TASK OBJECTIVE:
Rewrite the material below, swapping "pick out" for "mark" wherever it occurs and leaving every other word unchanged.

(Collected data entries)
____________

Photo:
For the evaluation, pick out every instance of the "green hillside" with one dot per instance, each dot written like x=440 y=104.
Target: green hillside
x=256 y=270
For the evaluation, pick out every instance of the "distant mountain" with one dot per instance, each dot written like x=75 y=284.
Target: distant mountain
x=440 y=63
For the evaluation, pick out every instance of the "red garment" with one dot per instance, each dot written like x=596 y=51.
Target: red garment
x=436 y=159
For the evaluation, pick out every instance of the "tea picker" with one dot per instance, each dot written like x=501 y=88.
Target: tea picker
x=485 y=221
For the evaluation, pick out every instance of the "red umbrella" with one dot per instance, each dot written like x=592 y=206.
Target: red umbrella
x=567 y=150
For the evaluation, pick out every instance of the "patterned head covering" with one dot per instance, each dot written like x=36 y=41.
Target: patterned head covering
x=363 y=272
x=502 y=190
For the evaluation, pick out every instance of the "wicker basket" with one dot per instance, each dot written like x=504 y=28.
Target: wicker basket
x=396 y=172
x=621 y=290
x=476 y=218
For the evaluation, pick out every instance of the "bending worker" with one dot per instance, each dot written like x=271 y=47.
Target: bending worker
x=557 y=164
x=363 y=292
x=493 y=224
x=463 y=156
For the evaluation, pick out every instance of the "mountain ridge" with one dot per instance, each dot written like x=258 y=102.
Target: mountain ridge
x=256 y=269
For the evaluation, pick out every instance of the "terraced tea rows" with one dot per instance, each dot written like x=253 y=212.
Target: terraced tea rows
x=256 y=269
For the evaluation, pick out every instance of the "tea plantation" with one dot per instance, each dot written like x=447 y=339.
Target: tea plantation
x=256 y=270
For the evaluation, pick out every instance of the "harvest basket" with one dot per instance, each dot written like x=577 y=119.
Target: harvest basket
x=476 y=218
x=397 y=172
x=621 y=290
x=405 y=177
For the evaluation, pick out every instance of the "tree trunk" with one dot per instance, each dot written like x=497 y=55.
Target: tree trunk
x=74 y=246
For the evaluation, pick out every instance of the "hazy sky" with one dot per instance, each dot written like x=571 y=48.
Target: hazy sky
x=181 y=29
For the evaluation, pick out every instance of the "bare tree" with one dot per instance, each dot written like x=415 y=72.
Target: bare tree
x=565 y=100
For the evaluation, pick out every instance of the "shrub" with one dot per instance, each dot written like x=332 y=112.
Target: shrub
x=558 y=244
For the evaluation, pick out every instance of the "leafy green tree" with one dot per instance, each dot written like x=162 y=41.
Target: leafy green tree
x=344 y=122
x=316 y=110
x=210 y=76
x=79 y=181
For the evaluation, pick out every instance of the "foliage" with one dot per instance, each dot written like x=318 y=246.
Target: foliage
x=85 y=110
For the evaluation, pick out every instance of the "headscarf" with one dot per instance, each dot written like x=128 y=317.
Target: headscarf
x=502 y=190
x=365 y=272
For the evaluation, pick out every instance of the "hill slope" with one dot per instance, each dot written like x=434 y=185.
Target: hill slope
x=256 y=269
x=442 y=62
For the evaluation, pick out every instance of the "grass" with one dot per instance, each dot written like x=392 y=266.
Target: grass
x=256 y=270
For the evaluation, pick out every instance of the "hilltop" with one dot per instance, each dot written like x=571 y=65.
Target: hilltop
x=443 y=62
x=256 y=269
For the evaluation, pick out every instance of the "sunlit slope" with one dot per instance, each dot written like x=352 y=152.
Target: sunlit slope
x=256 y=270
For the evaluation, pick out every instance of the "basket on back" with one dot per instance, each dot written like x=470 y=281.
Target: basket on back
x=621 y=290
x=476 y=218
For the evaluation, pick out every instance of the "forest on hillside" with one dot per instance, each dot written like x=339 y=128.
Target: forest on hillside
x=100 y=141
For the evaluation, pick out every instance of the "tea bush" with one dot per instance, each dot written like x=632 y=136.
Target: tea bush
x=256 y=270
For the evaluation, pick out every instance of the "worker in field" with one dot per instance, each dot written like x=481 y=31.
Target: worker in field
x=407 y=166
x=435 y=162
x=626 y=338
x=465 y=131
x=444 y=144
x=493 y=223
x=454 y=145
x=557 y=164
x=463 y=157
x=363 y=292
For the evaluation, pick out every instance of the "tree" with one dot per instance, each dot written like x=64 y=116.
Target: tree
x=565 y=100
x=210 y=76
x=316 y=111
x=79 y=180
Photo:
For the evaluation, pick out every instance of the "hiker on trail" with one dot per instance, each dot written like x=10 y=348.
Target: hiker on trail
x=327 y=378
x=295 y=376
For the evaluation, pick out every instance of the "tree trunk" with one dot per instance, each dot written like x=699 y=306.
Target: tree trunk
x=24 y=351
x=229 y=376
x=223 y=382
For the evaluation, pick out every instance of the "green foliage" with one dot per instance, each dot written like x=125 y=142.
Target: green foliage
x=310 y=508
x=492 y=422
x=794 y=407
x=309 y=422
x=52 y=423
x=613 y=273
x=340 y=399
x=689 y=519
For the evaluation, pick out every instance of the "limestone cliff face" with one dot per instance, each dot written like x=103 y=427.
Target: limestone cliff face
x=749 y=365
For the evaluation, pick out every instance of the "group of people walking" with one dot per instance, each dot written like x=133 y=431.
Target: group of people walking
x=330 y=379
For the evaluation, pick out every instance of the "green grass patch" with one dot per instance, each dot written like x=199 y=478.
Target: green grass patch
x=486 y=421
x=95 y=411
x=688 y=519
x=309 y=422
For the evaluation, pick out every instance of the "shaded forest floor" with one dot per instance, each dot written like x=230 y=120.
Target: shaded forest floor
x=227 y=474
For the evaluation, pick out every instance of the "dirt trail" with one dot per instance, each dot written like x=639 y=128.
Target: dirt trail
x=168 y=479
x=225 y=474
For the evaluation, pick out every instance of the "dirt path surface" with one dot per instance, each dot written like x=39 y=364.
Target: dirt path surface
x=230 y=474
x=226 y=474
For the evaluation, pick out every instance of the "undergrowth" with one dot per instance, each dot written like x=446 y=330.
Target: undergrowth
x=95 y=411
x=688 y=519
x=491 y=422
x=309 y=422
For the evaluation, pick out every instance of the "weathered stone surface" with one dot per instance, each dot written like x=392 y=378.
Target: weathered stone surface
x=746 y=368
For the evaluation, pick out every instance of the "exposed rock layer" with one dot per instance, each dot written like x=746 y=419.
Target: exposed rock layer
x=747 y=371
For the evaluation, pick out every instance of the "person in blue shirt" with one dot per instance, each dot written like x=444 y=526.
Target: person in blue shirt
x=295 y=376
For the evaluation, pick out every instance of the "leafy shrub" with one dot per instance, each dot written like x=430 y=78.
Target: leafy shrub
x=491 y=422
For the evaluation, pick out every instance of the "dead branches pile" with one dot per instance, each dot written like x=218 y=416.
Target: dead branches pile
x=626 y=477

____________

WORKED ANSWER:
Photo:
For the evaluation, mark every instance of the "green hillside" with one dot per instance, each dot written like x=440 y=104.
Target: green hillside
x=256 y=270
For the evaluation, mark every instance of the "distant mountain" with one dot per instance, each dot written like x=75 y=284.
Target: distant mountain
x=440 y=63
For the evaluation, mark every instance of the "red garment" with one dot per instance, each dot written like x=596 y=51.
Target: red garment
x=436 y=159
For the evaluation, mark every instance of the "tea picker" with one dot per instance, each dot written like x=501 y=88.
Target: tea picker
x=485 y=221
For the evaluation, mark every instance of the "red umbrella" with one dot per instance, each dot written like x=592 y=206.
Target: red umbrella
x=567 y=150
For the evaluation, mark every instance of the "patterned head covering" with one dot per instance, each dot written like x=36 y=41.
Target: patterned head covering
x=363 y=272
x=502 y=190
For the evaluation, mark every instance of the "wicker basket" with one dot per instance, each dot written like x=504 y=28.
Target: wicker basket
x=396 y=172
x=621 y=290
x=476 y=218
For the evaluation, mark every instance of the "bending worker" with one dot per instance, each dot written like x=271 y=47.
Target: bending worker
x=557 y=164
x=363 y=292
x=493 y=224
x=463 y=156
For the evaluation, mark every instance of the "mountain ridge" with one dot per instance, each dot written like x=258 y=102.
Target: mountain ridge
x=256 y=269
For the evaluation, mark every instance of the "terraced tea rows" with one dot per instance, each dot written like x=253 y=212.
Target: terraced tea rows
x=256 y=269
For the evaluation, mark every instance of the "tea plantation" with one dot per instance, each dot written like x=447 y=339.
Target: tea plantation
x=256 y=270
For the evaluation, mark every instance of the "harvest basket" with one dot per instance, each dot written like x=577 y=119.
Target: harvest basket
x=476 y=218
x=397 y=172
x=621 y=290
x=405 y=177
For the evaluation, mark every instance of the "tree trunk" with one dot per instance, each dot written like x=497 y=55.
Target: tree trunk
x=74 y=246
For the evaluation, mark every instance of the "hazy sky" with one dot per instance, each dot written like x=571 y=48.
Target: hazy sky
x=181 y=29
For the evaluation, mark every instance of the "bare tree" with one dot per instance, each dot written like x=415 y=72.
Target: bare tree
x=565 y=100
For the evaluation, mark every instance of the "shrub" with one dot per instance, each dot written like x=332 y=112.
Target: shrub
x=558 y=244
For the evaluation, mark every instance of the "leafy green tree" with one dot per instance, each dot written like x=162 y=41.
Target: leafy green tree
x=344 y=122
x=316 y=110
x=210 y=76
x=79 y=181
For the evaluation, mark every instance of the "foliage" with one dot per instance, each dot written like x=318 y=246.
Target: foliage
x=85 y=110
For the evaluation, mark every instance of the "headscarf" with one dot per instance, each dot written like x=128 y=317.
Target: headscarf
x=502 y=190
x=365 y=272
For the evaluation, mark every instance of the "hill slope" with one dot per instance, each dot written like x=434 y=185.
Target: hill slope
x=256 y=269
x=442 y=62
For the evaluation, mark every instance of the "grass" with one dot per instance, each dot written like x=392 y=266.
Target: grass
x=256 y=270
For the evaluation, mark every instance of the "hilltop" with one dot per instance, each dot written like x=571 y=65.
Target: hilltop
x=443 y=62
x=256 y=269
For the evaluation, mark every instance of the "sunlit slope" with one dot per instance, each dot written like x=352 y=152.
Target: sunlit slope
x=256 y=270
For the evaluation, mark every instance of the "basket on back" with one dot per instance, each dot written like x=470 y=281.
Target: basket on back
x=621 y=290
x=476 y=218
For the evaluation, mark every instance of the "forest on hillside" with one dot per instance, each dot written like x=339 y=128.
Target: forest on hillside
x=100 y=141
For the evaluation, mark every instance of the "tea bush" with one dot per instance, each dot written like x=632 y=136.
Target: tea bush
x=256 y=270
For the evaluation, mark every instance of the "worker in field" with one dot per instance, each dot written like x=481 y=31.
Target: worker in field
x=407 y=166
x=435 y=162
x=626 y=338
x=465 y=131
x=444 y=144
x=493 y=223
x=454 y=145
x=557 y=164
x=463 y=157
x=363 y=292
For the evaluation, mark every instance of the "tree" with one dot per instance, each dot written like x=64 y=116.
Target: tree
x=565 y=100
x=210 y=76
x=316 y=111
x=79 y=180
Photo:
For the evaluation, mark every instance of the "hiker on trail" with one dot per instance, each dot written like x=10 y=348.
Target: hiker on trail
x=327 y=378
x=295 y=376
For the evaluation, mark every instance of the "tree trunk" with one dot per instance, each dot written like x=699 y=306.
Target: tree trunk
x=24 y=351
x=229 y=376
x=223 y=382
For the evaluation, mark every instance of the "green foliage" with one dot per instance, each dot written like x=125 y=142.
Target: green foliage
x=310 y=508
x=492 y=422
x=794 y=407
x=309 y=422
x=52 y=423
x=613 y=273
x=340 y=399
x=689 y=519
For the evaluation, mark every instance of the "limestone cliff face" with one dot per instance, each dot written like x=103 y=427.
Target: limestone cliff face
x=749 y=365
For the evaluation, mark every instance of the "group of people walking" with one dot per instance, each dot written like x=133 y=431.
Target: group of people walking
x=330 y=379
For the evaluation, mark every instance of the "green grass patch" with one dot per instance, each dot written like x=199 y=478.
Target: green grass patch
x=486 y=421
x=95 y=411
x=688 y=519
x=309 y=422
For the evaluation, mark every instance of the "shaded forest floor" with one dot per instance, each dot written like x=230 y=120.
Target: shaded forest floor
x=227 y=474
For the evaluation, mark every instance of the "dirt trail" with one dot per instance, each dot written like x=639 y=128.
Target: dirt trail
x=168 y=479
x=225 y=474
For the evaluation, mark every instance of the "dirt path surface" with one dot per instance, each dot written like x=39 y=364.
Target: dirt path surface
x=230 y=474
x=226 y=474
For the evaluation, mark every instance of the "undergrowth" with one dot per instance, each dot written like x=446 y=330.
Target: undergrowth
x=95 y=411
x=688 y=519
x=491 y=422
x=309 y=422
For the evaluation, mark every instance of the "weathered stone surface" with one dot per instance, each dot written like x=392 y=378.
Target: weathered stone surface
x=746 y=368
For the evaluation, mark every instance of the "exposed rock layer" with one dot per instance, each dot written like x=746 y=419.
Target: exposed rock layer
x=747 y=371
For the evaluation, mark every instance of the "person in blue shirt" with one dot per instance, each dot written like x=444 y=526.
Target: person in blue shirt
x=295 y=376
For the evaluation, mark every instance of the "leafy shrub" with one dot per instance, each dot written like x=430 y=78.
Target: leafy shrub
x=491 y=422
For the evaluation, mark every instance of the "dead branches pile" with one dot per instance, each dot written like x=218 y=416.
Target: dead branches pile
x=626 y=477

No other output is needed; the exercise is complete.